__SET OF TASKS__.
[a] Copy the passage of the Sun Fire X4500 article from "In November 2010, Oracle" up to and including "the X4500 model.".
[b] Please return each line of the listing that contains the word "illuminated".

__TEXT SHOWN__.
## begin

The Sun Fire X4500 data server (code named Thumper) integrates server and storage technologies. It was announced in July, 2006 and is part of the Sun Fire server line from Sun Microsystems.

In July 2008, Sun announced the X4540 model (code-named Thor), which doubles the processing power of the X4500.

In November 2010, Oracle designated that the X4540 is end-of-life and has no next-generation replacement model.

Development
Thumper was developed by Palo Alto, California based company Kealia inc. Kealia was founded in 2001 by Stanford University professor David Cheriton and Sun co-founder Andy Bechtolsheim. When Sun bought Kealia in 2004, Thumper became the basis for the X4500 model.

Hardware 
The Sun Fire X4500 supports two dual-core AMD Opteron processors and up to 64 GB RAM. With forty-eight 500/1000/2000 GB SATA drives, it provides up to 96 TB of raw storage in four rack units.

The Sun Fire X4540 supports two quad- or six-core AMD K10 (Barcelona) processors and up to 128 GB RAM. The new model also uses PCI Express IO technology, and added a compact flash disk slot for booting the operating system.

## end

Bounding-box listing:
## begin

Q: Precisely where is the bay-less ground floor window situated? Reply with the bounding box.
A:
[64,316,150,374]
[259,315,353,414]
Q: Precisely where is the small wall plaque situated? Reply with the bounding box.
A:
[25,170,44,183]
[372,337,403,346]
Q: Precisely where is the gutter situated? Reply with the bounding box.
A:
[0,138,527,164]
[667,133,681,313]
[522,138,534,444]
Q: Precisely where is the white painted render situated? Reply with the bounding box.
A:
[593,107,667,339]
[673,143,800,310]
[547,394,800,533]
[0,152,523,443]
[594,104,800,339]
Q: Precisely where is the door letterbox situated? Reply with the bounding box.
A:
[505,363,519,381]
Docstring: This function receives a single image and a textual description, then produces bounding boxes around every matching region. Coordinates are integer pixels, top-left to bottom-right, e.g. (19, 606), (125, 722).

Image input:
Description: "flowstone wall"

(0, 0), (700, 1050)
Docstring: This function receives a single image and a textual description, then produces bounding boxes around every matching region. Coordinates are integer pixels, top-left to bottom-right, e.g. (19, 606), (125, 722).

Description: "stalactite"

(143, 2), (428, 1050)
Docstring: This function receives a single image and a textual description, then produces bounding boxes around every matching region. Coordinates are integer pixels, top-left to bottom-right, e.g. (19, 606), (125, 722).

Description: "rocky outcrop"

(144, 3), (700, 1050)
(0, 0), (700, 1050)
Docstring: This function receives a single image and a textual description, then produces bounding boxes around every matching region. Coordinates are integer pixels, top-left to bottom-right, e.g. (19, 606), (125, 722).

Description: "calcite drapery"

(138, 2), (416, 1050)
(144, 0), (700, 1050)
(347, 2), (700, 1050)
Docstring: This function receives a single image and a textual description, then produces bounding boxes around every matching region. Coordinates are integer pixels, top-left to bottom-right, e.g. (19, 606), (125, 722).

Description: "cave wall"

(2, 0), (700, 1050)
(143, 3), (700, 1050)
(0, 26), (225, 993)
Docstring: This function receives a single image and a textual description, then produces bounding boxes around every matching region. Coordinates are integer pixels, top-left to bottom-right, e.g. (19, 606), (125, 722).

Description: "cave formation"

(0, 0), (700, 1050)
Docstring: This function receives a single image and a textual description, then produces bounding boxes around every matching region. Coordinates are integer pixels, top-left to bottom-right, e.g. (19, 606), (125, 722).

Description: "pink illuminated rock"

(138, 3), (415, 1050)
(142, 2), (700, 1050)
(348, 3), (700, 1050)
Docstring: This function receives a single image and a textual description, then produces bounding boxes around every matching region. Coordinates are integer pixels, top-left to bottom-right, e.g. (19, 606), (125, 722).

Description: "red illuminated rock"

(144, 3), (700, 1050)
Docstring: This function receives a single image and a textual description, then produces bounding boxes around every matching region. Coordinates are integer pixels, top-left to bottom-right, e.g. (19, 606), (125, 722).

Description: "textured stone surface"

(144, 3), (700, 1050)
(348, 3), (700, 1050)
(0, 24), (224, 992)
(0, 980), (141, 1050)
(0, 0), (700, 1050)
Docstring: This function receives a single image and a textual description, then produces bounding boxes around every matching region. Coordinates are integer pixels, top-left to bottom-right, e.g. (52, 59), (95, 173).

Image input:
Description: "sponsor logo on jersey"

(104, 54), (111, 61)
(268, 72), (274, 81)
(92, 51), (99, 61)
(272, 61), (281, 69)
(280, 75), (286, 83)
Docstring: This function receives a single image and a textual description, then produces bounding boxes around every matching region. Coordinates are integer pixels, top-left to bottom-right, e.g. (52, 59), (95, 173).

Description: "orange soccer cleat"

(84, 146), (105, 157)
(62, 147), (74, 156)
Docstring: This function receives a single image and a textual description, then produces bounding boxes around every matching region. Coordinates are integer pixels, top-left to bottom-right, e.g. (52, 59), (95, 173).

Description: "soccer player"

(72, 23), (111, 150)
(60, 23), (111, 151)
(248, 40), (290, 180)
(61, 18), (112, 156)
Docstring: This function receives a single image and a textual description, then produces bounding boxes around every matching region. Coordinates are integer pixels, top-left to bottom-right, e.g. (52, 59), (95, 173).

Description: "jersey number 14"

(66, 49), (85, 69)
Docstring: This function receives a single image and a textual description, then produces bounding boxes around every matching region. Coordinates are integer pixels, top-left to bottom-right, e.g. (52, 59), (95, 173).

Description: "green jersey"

## end

__SOLUTIONS FOR EACH TASK__.
[a]
In November 2010, Oracle designated that the X4540 is end-of-life and has no next-generation replacement model.

Development
Thumper was developed by Palo Alto, California based company Kealia inc. Kealia was founded in 2001 by Stanford University professor David Cheriton and Sun co-founder Andy Bechtolsheim. When Sun bought Kealia in 2004, Thumper became the basis for the X4500 model.

[b]
Description: "pink illuminated rock"
Description: "red illuminated rock"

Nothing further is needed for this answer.